Texte présenté:
• • • •

Art vidéo, histoire d’une sectorisation est un article de Norbert Godon montrant l’importance de l’art vidéo dans l’évolution de l’art. Il montre qu’il y a un lien entre l’art et l’avancée de la technologie, notamment dans l’art contemporain, et tente de définir le secteur de l’art vidéo en le différençiant d’autres secteurs duquel il est très proche comme le cinéma.
Structure de l’article
- Introduction : Un outil comme seule raison de rassemblement
- I. Histoire d’un genre qui cherche a renverser les genres
- 1. La vidéo comme instrument de la fusion des cultures
- 2. La critique sociale comme objet de production artistique
- 3. La friction des genres artistiques
- II. Apparition d’une catégorie et institutionnalisation de critères de reconnaissance
- 1. Le rôle des institutions dans l’élaboration d’une histoire
- 2. Nouveau support, vieilles interrogations
- 3. Art vidéo et cinéma
- Conclusion : De l’avant garde actuelle et passée
Voici le résumé que Norbert Godon fait lui-même de son article :
« L’art vidéo est la première forme artistique à avoir eu une histoire avant même d’en avoir eu une. Cet article retrace l’histoire de la fabrication d’une catégorie par des institutions culturelles qui firent de l’outil le seul critère pour rassembler des travaux parfois sans rapport quant à leur nature. Il montre ainsi comment la raison de l’outil a progressivement pris le pas sur celle des intentions les plus subversives et comment les pratiques actuelles se trouvent fondamentalement redéfinies par cette histoire. Refermant le raisonnement historique sur la logique interne du champ de l’art contemporain, il est ici montré que les oeuvres se trouventalors présentées comme appartenant à un enchaînement de ruptures et de continuités formelles, avec cette idée en perspective, que l’art est soucieux d’être toujours en phase avec les découvertes techniques de son époque. L’enjeu sera de comprendre comment, dans ce mouvement de fermeture d’un champ disciplinaire sur sa logique interne, une pensée historique en arrive à définir les modes d’appréciation des productions actuelles en les distinguant des autres domaines de production, comme le cinéma d’art et d’essai, la littérature, la philosophie… Ce faisant, la question de l’interdisciplinarité, impliquée par le support même de la vidéo, sera également abordée, en ce que l’histoire des pratiques artistiques contemporaines en a fait une valeur en soi, un critère de reconnaissance des pratiques contemporaines. »
Norbert Godon
Norbert Godon « Art vidéo, histoire d’une sectorisation » Sens Public mai 2008
N.B. : Sauf mention contraire, toutes les citations (guillemets français) sont de l’auteur et tirées de l’article.

• • • •

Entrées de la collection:

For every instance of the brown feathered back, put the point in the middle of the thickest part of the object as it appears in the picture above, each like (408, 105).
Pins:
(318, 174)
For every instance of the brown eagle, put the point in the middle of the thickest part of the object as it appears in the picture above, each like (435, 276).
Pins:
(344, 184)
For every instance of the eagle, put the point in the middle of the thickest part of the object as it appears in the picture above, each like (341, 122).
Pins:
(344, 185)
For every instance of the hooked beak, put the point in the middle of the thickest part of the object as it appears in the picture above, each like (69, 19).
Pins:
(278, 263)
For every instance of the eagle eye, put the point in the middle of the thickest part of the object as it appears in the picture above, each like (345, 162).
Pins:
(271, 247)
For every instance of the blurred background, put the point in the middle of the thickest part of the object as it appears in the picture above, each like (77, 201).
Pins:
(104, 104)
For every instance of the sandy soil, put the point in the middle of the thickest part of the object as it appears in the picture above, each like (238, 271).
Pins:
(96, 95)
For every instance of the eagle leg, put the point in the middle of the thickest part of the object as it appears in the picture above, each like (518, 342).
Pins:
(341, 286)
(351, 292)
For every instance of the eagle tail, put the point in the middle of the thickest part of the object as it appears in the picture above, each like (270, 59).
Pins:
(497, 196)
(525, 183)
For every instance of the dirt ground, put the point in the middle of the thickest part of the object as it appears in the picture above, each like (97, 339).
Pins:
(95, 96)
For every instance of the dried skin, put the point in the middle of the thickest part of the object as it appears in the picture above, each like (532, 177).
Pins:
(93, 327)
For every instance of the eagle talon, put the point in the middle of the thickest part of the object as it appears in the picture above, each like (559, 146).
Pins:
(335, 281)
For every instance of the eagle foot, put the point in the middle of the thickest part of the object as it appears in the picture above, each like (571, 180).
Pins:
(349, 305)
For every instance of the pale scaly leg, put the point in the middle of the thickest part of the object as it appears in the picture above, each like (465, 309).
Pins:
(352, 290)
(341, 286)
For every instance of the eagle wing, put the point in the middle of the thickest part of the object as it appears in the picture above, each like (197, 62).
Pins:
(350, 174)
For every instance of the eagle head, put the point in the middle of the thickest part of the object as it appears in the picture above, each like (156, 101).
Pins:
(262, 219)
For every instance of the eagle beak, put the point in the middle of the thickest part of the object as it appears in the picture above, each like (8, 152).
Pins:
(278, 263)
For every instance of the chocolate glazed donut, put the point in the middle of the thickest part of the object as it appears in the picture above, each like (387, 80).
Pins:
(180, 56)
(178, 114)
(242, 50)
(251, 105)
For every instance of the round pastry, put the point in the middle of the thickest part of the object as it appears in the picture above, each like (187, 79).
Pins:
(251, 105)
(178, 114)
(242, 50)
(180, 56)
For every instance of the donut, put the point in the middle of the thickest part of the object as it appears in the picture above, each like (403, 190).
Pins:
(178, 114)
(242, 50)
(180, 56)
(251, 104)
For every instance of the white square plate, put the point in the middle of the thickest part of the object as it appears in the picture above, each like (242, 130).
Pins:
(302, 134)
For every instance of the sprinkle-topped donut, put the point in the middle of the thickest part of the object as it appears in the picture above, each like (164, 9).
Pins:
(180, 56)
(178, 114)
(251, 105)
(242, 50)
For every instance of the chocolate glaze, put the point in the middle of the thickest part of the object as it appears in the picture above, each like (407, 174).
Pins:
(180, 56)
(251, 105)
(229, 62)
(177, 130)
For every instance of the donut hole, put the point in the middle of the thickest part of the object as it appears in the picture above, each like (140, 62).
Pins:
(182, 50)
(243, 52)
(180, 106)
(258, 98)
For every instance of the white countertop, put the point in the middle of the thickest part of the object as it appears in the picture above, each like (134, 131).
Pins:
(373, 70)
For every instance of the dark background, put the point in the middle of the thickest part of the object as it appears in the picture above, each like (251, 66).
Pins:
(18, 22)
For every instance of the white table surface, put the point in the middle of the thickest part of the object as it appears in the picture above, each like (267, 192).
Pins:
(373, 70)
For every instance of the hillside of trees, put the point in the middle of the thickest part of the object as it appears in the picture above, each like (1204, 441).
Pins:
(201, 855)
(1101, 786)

• • • •

Consigne:
Reprenez, s'il vous plaît, le texte sur l'article de Norbert Godon consacré à l'art vidéo et poursuivez-le après sa dernière phrase.

Réponse rédigée:
Norbert Godon, artiste vidéo, entend par « sectorisation » le regroupement sous une même appellation d’ ʺart vidéoʺ d’œuvres qui ont peu de rapports entre elles. Il explore aussi dans cet article le caractère interdisciplinaire de l’art vidéo.
Introduction: un outil comme seule raison de rassemblement
La difficulté à définir l’art vidéo rend difficile l’établissement de son histoire. La diversité des œuvres n’est pas inhérente à la post-modernité (multiplication des styles et des écoles). En effet, ceux qui ont introduit l’art vidéo dans les musées étaient souvent extérieurs au monde artistique, extériorité que l’on retrouve dans la représentation de l’art vidéo, qui peut se faire, pourrait-on penser, au cinéma ou à la télévision.
Godon propose de faire une histoire de la vidéo plutôt que de l’art vidéo, par une étude de la place et de l’influence de la vidéo dans l’art. Cette démarche s’oppose au concept « vidéographique » (1) qui revient à regrouper des œuvres très différentes sous une même appellation. En effet toutes les œuvres d’art vidéo ne questionnent pas les « spécificités esthétiques du support vidéo » : la seule chose qui relie vraiment ces œuvres, c’est l’outil, le médium qu’elles utilisent : la vidéo.
Pourquoi cette « méthode tatillonne » ? Pour ne pas « noyer la valeur subversive des démarches d’avant-gardes » dans la « bassine historique » remplie de divertissements télévisuels en tout genre. Godon expose ainsi la problématique de son article : comment s’est constituée une histoire officielle de l’art vidéo « évinçant les démarches les plus contestataires au profit des démarches les plus ʺartistiquesʺ » ? Il va ainsi préciser le contexte d’apparition de l’art vidéo, son évolution, ses principes, et les critères de sectorisation qu’on lui a appliqué, le séparant ainsi des autres formes d’art (alors qu’il avait pour but initial de les relier).
I : Histoires d’un genre qui cherche à renverser les genres
1 : La vidéo comme instrument de la fusion des cultures
L’art vidéo a été ʺinventéʺ par Nam June Paik (1932-2006) lors de son « Exposition of Musik – Electronic Television » en mars 1963 à la galerie Parnass de Wuppertal. Il y avait installé 13 télévisions au sol qui diffusaient des images modifiées par des opérations sur les composants des appareils. Il invente ainsi la technique du ʺbrouillage vidéoʺ qui va faire école. Plus tard, il mettra au point avec Shuya Abe, un ingénieur, le premier synthétiseur d’images, qui permet de coloriser artificiellement des images en noir et blanc.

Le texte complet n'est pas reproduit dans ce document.